• [WRITTEN TASK]:
Filter the data listing below down to the lines that contain the string "white", copying each such line in full. Case counts.

(Data listing)

-- start --

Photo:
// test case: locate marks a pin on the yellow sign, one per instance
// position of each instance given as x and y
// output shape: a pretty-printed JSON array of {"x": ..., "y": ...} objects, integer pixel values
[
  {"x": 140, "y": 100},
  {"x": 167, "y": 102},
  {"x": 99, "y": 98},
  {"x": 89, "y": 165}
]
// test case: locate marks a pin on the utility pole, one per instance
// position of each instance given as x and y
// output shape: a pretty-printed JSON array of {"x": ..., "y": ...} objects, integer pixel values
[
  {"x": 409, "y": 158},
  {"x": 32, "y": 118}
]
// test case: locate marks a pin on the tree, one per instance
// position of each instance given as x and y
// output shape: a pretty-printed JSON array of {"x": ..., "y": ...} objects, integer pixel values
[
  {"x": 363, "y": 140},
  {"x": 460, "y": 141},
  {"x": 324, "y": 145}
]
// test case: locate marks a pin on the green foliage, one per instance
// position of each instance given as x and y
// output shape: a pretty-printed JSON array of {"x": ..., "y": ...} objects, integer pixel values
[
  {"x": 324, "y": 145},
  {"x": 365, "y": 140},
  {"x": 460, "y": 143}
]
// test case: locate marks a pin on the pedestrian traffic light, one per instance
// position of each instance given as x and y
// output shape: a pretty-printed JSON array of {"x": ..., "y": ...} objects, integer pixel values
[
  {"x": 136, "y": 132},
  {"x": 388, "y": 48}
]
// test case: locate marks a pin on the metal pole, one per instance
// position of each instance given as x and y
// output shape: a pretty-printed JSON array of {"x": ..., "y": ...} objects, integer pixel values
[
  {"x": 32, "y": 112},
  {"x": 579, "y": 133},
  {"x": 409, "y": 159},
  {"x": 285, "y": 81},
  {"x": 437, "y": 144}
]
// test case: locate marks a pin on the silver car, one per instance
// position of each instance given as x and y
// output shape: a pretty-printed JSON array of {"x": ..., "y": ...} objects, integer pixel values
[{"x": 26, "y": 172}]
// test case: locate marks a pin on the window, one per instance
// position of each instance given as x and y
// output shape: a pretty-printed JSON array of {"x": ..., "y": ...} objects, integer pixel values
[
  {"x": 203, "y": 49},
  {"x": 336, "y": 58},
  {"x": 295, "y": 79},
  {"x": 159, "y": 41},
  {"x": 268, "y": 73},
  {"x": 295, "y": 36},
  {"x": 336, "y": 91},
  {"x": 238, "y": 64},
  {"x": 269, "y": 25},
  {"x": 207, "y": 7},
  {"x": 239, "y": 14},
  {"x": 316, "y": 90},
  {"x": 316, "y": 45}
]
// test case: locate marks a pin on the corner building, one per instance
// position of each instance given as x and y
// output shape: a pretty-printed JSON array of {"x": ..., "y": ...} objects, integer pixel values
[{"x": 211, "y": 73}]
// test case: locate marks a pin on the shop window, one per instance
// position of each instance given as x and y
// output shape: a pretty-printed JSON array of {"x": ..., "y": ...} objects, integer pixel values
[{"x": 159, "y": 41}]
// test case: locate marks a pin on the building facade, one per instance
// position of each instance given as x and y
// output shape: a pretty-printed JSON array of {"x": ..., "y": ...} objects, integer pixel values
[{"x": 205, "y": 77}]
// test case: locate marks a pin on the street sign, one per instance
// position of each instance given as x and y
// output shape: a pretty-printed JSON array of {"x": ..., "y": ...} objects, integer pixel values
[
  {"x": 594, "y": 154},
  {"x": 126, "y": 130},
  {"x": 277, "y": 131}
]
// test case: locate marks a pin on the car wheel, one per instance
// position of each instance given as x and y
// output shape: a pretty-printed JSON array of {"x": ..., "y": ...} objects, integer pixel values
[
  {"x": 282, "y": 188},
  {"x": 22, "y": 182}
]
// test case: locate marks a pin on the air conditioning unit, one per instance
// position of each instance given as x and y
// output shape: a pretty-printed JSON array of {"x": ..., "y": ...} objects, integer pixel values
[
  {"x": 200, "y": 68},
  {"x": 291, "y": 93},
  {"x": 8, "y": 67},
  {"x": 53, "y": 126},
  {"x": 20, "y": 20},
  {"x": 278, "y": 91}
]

-- end --
-- start --

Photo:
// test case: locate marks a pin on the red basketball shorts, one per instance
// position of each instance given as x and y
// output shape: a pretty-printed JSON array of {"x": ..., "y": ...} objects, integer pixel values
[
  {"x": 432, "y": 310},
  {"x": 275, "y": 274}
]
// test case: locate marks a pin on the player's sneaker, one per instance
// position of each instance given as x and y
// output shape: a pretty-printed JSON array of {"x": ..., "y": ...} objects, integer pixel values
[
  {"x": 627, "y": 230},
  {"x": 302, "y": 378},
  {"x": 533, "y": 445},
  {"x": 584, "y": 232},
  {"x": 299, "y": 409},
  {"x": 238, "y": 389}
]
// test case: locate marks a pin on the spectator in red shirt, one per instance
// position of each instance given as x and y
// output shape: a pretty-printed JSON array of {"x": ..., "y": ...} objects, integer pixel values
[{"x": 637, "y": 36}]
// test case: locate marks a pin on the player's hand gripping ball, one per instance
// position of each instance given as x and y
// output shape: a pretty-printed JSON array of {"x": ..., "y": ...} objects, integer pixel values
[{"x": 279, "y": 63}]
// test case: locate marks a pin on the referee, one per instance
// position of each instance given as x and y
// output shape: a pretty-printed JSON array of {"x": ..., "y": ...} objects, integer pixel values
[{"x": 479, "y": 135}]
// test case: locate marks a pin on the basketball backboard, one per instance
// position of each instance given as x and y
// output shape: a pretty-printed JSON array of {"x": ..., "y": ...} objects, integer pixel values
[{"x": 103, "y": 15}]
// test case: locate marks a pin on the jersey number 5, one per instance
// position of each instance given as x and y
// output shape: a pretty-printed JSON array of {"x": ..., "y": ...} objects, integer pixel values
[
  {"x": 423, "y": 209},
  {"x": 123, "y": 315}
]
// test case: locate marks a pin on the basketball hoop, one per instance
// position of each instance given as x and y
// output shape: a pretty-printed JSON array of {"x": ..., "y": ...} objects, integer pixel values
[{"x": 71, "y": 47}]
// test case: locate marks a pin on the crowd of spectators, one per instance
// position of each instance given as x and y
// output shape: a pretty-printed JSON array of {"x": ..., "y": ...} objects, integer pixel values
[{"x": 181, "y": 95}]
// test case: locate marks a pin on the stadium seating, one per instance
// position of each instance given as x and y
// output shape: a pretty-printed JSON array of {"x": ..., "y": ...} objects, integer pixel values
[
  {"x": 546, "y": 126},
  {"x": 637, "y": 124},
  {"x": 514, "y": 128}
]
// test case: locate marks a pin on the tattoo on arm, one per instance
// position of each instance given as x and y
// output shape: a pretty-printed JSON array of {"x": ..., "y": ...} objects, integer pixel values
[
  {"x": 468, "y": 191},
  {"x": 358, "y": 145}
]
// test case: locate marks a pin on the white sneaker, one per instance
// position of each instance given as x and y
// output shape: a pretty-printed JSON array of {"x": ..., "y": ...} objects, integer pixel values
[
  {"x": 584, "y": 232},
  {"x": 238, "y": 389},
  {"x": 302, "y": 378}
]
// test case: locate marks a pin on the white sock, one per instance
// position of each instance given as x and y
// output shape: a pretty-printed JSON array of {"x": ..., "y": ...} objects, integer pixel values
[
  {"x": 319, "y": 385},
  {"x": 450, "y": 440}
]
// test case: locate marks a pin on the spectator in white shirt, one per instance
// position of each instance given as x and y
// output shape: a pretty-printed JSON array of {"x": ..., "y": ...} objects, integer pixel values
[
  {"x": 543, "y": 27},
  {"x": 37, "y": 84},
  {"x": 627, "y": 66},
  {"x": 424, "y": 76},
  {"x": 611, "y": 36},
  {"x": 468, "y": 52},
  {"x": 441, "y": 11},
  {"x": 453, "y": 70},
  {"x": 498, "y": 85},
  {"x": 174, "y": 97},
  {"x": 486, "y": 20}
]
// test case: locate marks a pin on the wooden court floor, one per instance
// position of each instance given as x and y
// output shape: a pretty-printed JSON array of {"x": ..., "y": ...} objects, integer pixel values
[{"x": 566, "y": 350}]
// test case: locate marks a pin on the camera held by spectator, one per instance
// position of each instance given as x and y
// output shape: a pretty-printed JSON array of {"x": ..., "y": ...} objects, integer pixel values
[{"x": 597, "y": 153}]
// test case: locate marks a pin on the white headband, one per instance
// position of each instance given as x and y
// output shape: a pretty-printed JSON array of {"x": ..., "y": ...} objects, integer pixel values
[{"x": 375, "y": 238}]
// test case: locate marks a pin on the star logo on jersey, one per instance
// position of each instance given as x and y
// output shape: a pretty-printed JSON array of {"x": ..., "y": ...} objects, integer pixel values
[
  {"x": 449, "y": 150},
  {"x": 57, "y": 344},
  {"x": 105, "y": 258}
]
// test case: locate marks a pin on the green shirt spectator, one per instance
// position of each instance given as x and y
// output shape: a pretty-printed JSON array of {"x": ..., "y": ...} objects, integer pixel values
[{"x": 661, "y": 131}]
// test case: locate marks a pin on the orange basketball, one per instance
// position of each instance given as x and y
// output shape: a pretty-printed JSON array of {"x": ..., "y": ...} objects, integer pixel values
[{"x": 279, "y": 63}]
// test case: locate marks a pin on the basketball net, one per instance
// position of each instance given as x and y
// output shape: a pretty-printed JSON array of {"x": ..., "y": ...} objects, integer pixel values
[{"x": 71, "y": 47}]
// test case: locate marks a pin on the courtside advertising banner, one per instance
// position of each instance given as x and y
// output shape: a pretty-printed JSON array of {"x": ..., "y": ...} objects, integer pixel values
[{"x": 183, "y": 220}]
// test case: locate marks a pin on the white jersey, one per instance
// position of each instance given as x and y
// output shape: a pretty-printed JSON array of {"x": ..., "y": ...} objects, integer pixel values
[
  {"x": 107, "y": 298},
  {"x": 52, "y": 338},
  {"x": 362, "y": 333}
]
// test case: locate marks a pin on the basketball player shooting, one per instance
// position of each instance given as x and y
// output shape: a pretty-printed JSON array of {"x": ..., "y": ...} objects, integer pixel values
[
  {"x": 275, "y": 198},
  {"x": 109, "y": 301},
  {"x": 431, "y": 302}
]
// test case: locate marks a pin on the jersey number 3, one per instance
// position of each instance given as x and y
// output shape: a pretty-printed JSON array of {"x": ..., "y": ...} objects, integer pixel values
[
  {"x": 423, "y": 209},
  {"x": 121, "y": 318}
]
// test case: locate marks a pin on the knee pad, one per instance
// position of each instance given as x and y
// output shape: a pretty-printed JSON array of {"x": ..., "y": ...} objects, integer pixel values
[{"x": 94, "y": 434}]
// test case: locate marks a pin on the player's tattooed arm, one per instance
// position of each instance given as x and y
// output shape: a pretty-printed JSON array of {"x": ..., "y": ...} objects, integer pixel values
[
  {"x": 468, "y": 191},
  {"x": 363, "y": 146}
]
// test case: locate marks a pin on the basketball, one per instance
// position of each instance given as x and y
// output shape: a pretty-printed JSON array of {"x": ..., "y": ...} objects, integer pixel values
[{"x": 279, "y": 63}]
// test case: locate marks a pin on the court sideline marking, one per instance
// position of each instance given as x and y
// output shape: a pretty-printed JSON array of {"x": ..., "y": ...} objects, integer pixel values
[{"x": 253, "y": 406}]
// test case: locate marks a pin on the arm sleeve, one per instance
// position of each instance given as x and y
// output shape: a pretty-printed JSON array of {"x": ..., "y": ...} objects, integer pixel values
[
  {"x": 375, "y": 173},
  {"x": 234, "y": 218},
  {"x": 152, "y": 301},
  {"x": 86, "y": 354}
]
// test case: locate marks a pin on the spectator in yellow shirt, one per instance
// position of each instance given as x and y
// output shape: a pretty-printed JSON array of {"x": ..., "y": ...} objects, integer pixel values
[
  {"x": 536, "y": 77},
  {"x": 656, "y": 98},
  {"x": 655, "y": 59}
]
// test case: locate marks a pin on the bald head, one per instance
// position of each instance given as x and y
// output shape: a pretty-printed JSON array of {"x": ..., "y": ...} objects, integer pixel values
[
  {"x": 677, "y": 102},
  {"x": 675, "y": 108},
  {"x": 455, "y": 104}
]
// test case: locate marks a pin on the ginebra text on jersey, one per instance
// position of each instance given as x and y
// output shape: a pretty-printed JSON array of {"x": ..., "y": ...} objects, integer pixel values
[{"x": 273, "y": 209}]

-- end --

• [RIGHT ANSWER]:
// test case: locate marks a pin on the white sneaker, one per instance
// test case: locate marks a pin on the white sock, one per instance
// test case: locate marks a pin on the spectator in white shirt, one per instance
// test case: locate marks a pin on the white headband, one per instance
// test case: locate marks a pin on the white jersey, one per instance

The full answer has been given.